Going through the listing below, work out how many lines include "Could" and give that number by itself.

**SOURCE RECORDS:**
________________________
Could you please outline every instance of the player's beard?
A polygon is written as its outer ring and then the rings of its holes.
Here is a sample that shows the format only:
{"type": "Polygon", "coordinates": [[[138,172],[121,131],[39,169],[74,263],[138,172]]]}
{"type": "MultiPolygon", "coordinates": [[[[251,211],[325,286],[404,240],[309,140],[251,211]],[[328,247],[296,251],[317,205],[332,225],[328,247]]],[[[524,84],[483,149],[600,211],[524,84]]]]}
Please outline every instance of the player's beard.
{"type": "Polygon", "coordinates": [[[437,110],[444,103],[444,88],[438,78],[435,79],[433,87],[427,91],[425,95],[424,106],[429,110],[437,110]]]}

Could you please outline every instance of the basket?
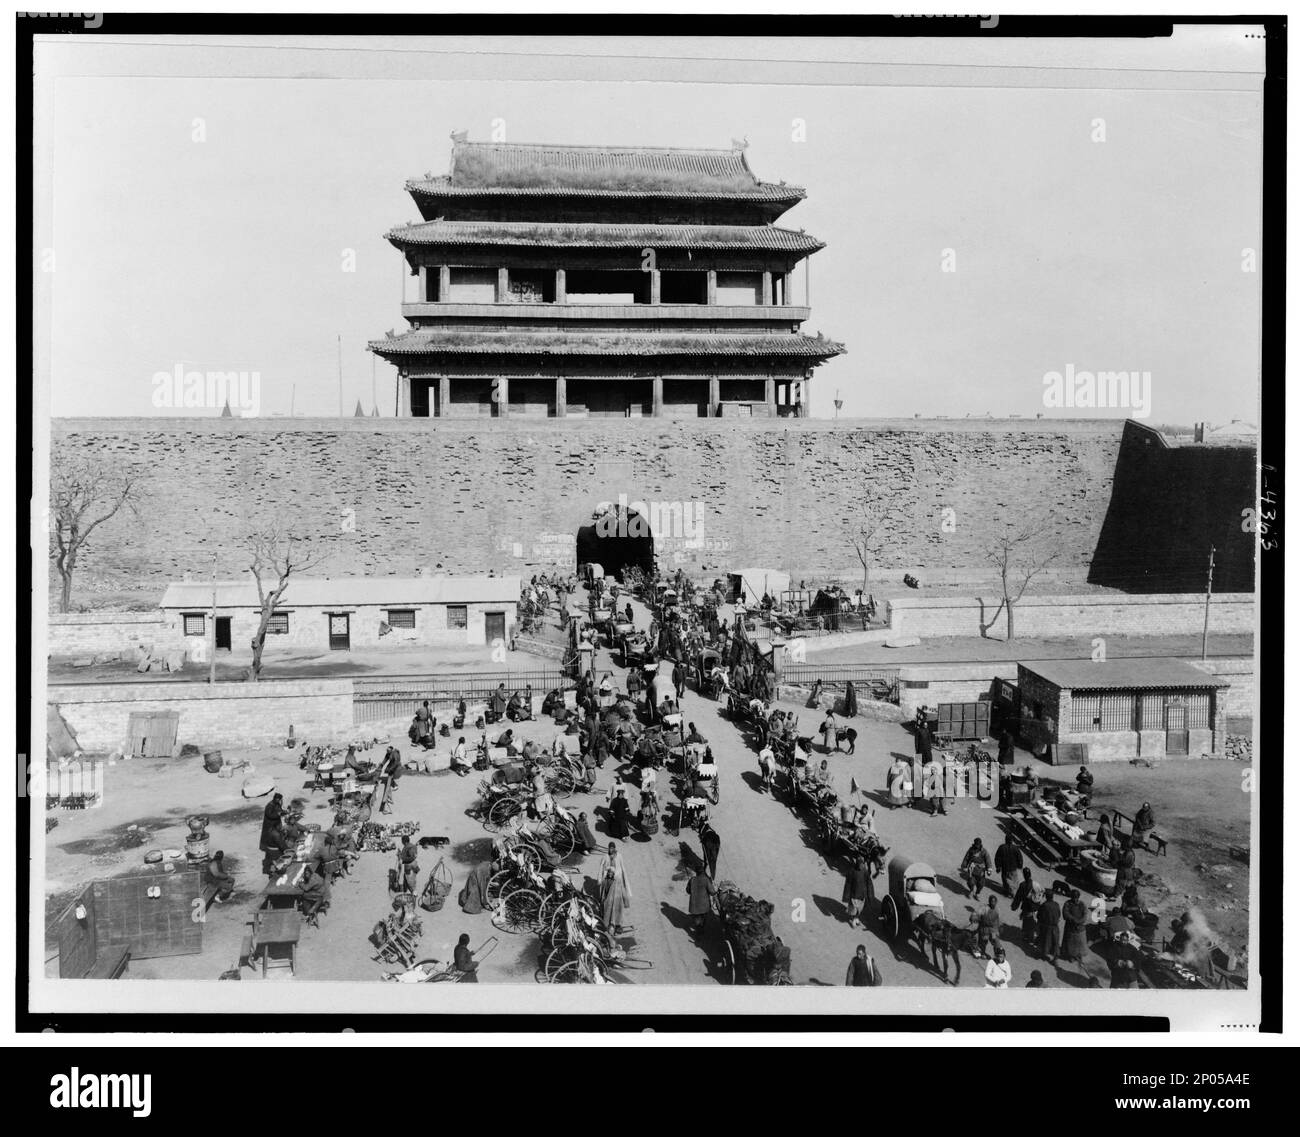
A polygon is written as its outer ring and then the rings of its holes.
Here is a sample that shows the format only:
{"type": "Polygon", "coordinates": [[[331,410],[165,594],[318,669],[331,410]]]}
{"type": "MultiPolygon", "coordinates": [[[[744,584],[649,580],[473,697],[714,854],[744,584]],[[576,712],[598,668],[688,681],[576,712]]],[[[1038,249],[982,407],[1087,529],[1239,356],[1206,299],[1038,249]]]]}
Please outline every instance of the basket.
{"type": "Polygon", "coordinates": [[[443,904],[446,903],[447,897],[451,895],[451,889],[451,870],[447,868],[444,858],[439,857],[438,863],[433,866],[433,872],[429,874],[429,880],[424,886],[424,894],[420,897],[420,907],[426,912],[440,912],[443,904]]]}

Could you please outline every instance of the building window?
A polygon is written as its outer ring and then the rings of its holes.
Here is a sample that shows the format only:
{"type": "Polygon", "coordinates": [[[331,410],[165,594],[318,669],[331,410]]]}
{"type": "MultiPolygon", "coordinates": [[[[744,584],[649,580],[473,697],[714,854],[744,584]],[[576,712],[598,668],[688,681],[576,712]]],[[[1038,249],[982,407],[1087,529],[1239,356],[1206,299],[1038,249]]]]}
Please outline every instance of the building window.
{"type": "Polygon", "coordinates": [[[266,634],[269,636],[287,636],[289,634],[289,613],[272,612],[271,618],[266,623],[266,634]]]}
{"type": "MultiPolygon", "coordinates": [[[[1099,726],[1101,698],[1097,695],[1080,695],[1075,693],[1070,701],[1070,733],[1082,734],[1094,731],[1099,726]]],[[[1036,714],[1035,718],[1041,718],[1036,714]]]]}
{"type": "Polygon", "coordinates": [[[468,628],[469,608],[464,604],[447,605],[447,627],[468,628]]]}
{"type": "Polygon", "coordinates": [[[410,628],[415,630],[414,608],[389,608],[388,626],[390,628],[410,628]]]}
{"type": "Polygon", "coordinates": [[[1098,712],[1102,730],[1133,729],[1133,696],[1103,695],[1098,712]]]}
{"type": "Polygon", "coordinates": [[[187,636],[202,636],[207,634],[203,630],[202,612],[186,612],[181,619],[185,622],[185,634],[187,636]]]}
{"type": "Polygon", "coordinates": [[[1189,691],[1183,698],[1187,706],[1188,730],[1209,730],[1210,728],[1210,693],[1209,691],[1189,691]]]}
________________________
**OUTPUT OF THE TASK:**
3